*Saved entries:*
━━━━━━━━━━

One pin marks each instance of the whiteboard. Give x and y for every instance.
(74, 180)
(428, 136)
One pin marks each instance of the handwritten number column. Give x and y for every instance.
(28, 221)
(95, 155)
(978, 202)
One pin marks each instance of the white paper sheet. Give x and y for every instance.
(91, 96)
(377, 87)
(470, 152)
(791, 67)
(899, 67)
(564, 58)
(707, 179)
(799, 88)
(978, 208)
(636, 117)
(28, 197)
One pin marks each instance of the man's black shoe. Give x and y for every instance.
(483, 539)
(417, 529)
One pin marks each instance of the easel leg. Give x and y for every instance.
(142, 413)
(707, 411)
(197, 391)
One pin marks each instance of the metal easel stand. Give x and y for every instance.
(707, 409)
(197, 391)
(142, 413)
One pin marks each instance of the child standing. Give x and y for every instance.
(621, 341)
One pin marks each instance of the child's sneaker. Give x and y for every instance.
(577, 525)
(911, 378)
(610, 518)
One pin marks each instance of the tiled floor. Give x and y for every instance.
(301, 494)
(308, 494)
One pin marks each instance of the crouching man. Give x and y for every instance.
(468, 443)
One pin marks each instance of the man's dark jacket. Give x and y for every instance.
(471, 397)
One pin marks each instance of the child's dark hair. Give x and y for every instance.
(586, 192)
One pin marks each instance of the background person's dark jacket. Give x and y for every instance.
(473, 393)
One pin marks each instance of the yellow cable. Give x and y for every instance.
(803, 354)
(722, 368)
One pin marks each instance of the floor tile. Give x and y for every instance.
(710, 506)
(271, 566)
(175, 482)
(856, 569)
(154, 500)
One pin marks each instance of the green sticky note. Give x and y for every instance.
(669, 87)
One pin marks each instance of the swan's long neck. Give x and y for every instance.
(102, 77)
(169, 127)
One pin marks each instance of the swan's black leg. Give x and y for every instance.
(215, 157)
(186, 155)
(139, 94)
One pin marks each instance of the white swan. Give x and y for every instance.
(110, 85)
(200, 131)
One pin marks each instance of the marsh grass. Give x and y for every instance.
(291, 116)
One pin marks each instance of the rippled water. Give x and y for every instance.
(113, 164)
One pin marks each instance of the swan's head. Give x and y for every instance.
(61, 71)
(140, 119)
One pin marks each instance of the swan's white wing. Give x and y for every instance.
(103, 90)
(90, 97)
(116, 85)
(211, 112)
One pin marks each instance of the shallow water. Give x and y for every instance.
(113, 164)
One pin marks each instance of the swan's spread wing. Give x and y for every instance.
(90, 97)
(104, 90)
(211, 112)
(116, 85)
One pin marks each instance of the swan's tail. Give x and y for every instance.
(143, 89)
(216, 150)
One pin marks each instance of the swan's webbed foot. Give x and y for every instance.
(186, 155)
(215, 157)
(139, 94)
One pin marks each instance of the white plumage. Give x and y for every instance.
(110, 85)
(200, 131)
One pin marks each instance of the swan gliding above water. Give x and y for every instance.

━━━━━━━━━━

*Directions:* Every record must appear in the answer exactly as written.

*Result of this task:*
One pin marks each instance of the whiteboard. Give x and y for every instance.
(74, 180)
(428, 136)
One pin marks each instance of the handwritten number column. Give x and y for every instance.
(28, 221)
(95, 155)
(978, 202)
One pin marks each instance of the white paper sheet. Give x and y for every instance.
(91, 96)
(377, 87)
(470, 152)
(791, 67)
(899, 67)
(564, 58)
(707, 179)
(799, 88)
(978, 208)
(636, 117)
(28, 197)
One pin marks each instance of the man's black shoe. Give x and y for every instance.
(483, 539)
(417, 529)
One pin marks each instance of the easel leg. Give x and y for every instance.
(142, 413)
(707, 411)
(197, 391)
One pin marks each instance of the metal easel stand. Give x and y for every instance.
(707, 409)
(197, 391)
(142, 413)
One pin marks each instance of the child standing. Give x and y for every instance.
(621, 341)
One pin marks each instance of the child's sneaker. Give x and y for every instance.
(577, 525)
(911, 378)
(610, 518)
One pin marks each instance of the tiled floor. Give x and y for every instance.
(301, 494)
(308, 494)
One pin marks each instance of the crouching man. Give x and y for every instance.
(468, 443)
One pin marks each instance of the man's dark jacket. Give x and y for every instance.
(471, 397)
One pin marks each instance of the child's dark hair. Give x and y for every instance.
(586, 192)
One pin marks each instance of the background person's dark jacket. Give x and y for every instance.
(473, 393)
One pin marks each instance of the yellow cable. Give x and y for every instance.
(803, 354)
(722, 368)
One pin marks each instance of the floor tile. Give x and y for every instance.
(710, 506)
(271, 566)
(175, 482)
(856, 569)
(154, 500)
One pin marks each instance of the green sticky note. Give x and y for every instance.
(669, 87)
One pin marks each instance of the swan's long neck. Give x and y for every instance.
(102, 77)
(169, 127)
One pin marks each instance of the swan's black leg. Give x and y for every instance.
(215, 157)
(186, 155)
(139, 94)
One pin marks each instance of the white swan. Give x and y for every instance.
(110, 85)
(200, 131)
One pin marks each instance of the marsh grass. Give x and y for every instance.
(291, 116)
One pin marks each instance of the rippled water. Give x and y for every instance.
(113, 164)
One pin marks each instance of the swan's head. Give x and y for every instance.
(61, 71)
(140, 119)
One pin marks each instance of the swan's white wing. Give x and y for every instance.
(103, 90)
(90, 97)
(116, 85)
(211, 112)
One pin marks each instance of the shallow water. Give x and y for every instance.
(113, 164)
One pin marks each instance of the swan's spread wing. Give x and y for every instance.
(90, 97)
(104, 90)
(211, 112)
(116, 85)
One pin marks each instance of the swan's tail. Give x and y for every instance.
(143, 89)
(216, 150)
One pin marks each instance of the swan's webbed foot. Give x and y for every instance.
(186, 155)
(215, 157)
(139, 94)
One pin marks each instance of the white plumage. Give x and y for every instance.
(110, 85)
(200, 131)
One pin marks each instance of the swan gliding above water. Give x and y for every instance.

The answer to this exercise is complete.